→ PROBLEM SET:
1. From the article on Southgate and the international fixture row, extract everything from "Yet the only" down to "in the crossfire.".
2. In the article on Southgate and the international fixture row, which three nations would England meet in the Nations League group stages this autumn?

Southgate is stuck between a rock and a hard place.

His FA employers are facing financial meltdown, needing to make huge cuts due to a potential £150million shortfall in income.

Yet the only way to relieve that mess — a return to international football in the autumn — would spark an almighty club v country clash, with Southgate caught in the crossfire.

Southgate has done more than anyone to repair what was a horribly fractured relationship between the England set-up and leading clubs.

Yet now all his diplomacy is under threat due to the major fixture row currently brewing.

Uefa remain publicly adamant that they want to play the Uefa Nations League group stages this autumn — with England meeting Iceland, Denmark and Belgium home and away during September, October and November.

The FA know they must risk conflict with clubs because they rely so heavily on gate money and broadcasting revenue from Wembley internationals.

This is despite there being no conceivable date for the finals of that competition — originally planned for the summer of 2021, which now clashes with the postponed Euro 2020 tournament.

The first scheduled dates for fixtures, in early September, seem almost certain to be scrapped — given that the start of the 2020-21 club season is likely to be pushed back to the middle of that same month.

Uefa’s response to this — backed by the FA — would be to hold triple-headers, with England and all other nations playing three Nations League matches in the space of ten days during both the October and November international breaks.

→ MATERIAL PROVIDED:

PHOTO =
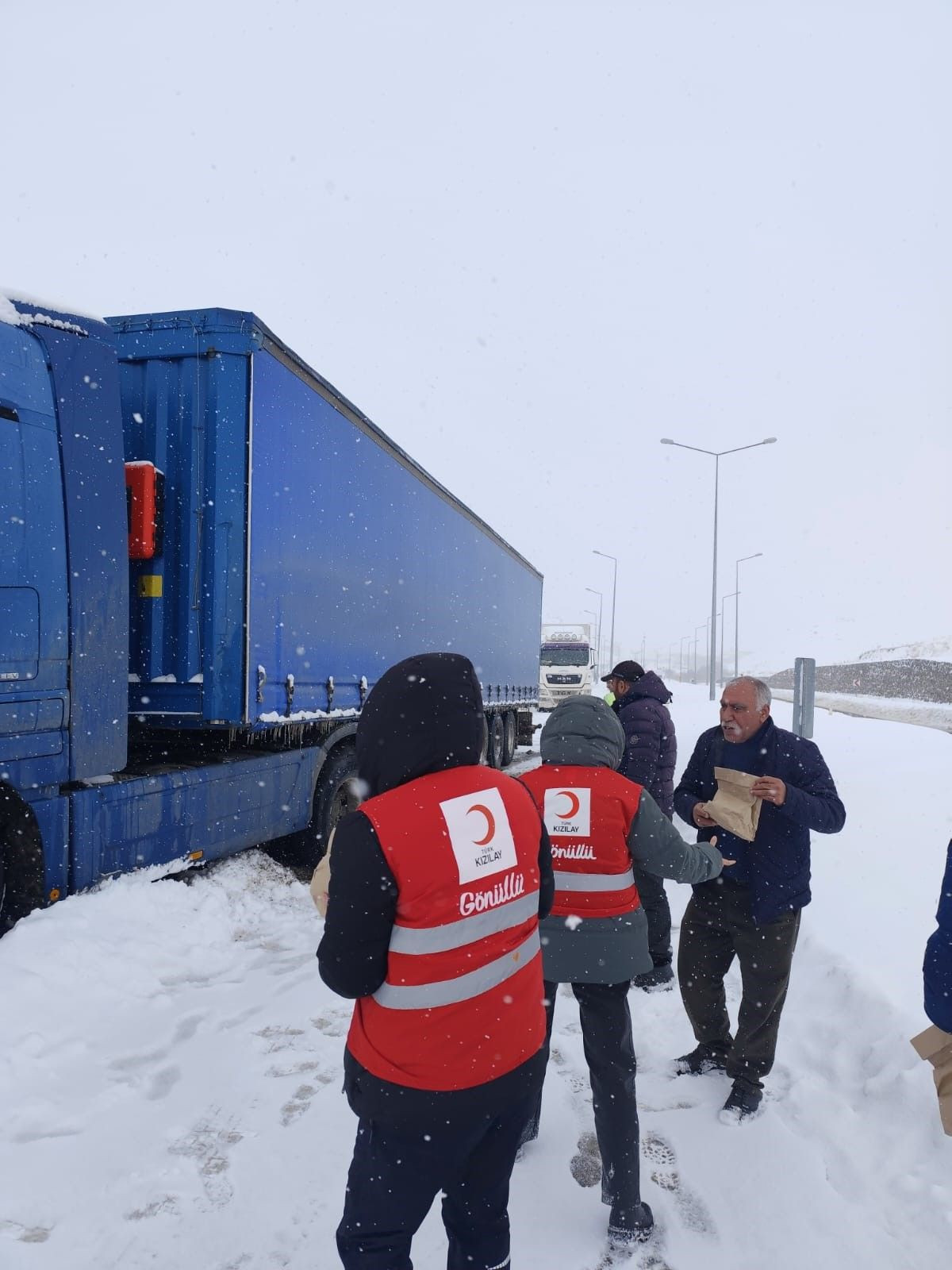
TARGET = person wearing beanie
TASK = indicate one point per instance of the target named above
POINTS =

→ THE ANSWERS:
1.
Yet the only way to relieve that mess — a return to international football in the autumn — would spark an almighty club v country clash, with Southgate caught in the crossfire.

2. Iceland, Denmark and Belgium.